(Collected data)
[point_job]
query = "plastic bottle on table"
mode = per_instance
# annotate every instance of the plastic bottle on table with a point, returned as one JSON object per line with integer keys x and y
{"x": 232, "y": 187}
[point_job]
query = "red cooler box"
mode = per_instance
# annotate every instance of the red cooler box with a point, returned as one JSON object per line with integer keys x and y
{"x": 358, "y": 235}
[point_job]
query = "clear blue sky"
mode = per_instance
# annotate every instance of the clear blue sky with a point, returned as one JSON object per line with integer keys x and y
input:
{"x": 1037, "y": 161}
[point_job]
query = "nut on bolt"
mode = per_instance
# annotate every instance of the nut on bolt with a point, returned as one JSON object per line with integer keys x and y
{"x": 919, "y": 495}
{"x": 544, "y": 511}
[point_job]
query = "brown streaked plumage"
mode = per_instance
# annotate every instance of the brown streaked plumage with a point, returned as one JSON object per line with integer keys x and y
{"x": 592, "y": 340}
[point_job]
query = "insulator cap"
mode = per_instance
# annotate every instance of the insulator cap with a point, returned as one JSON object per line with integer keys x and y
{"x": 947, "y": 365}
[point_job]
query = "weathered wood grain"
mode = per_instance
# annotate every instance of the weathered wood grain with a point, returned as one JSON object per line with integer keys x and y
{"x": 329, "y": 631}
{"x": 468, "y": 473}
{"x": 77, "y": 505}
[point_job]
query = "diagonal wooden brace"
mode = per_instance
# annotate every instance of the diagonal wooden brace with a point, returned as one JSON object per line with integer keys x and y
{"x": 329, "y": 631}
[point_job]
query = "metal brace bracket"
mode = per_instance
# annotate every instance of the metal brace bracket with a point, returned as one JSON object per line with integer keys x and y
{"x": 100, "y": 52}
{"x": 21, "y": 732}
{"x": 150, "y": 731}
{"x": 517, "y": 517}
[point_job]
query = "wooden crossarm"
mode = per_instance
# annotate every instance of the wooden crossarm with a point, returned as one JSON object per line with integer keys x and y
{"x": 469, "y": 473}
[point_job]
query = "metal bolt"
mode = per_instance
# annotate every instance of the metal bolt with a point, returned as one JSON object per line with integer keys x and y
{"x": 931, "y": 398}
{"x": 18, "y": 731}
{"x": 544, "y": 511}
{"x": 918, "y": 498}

[Work instruction] If a line in the records above contains the word "blue", copy it.

[Result]
query = "clear blue sky"
# annotate every instance of the clear blue sky with a point, returned as one JSON object per line with integer keys x and y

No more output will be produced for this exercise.